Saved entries
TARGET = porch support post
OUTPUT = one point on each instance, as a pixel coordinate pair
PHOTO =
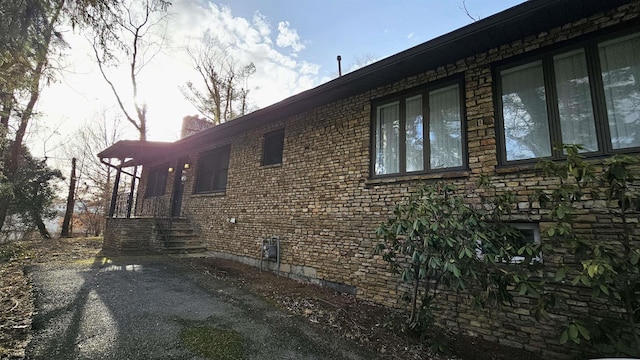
(114, 194)
(131, 190)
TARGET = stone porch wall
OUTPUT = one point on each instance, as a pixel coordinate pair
(324, 207)
(128, 236)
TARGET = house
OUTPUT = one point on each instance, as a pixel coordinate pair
(322, 169)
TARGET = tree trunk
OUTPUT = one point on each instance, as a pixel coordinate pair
(66, 223)
(42, 229)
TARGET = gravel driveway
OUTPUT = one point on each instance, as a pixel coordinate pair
(135, 308)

### Problem to work on:
Find every line of the data that includes the string "porch". Copy each of those lines.

### Exercise output:
TARGET = porch support post
TARGET = stone porch wall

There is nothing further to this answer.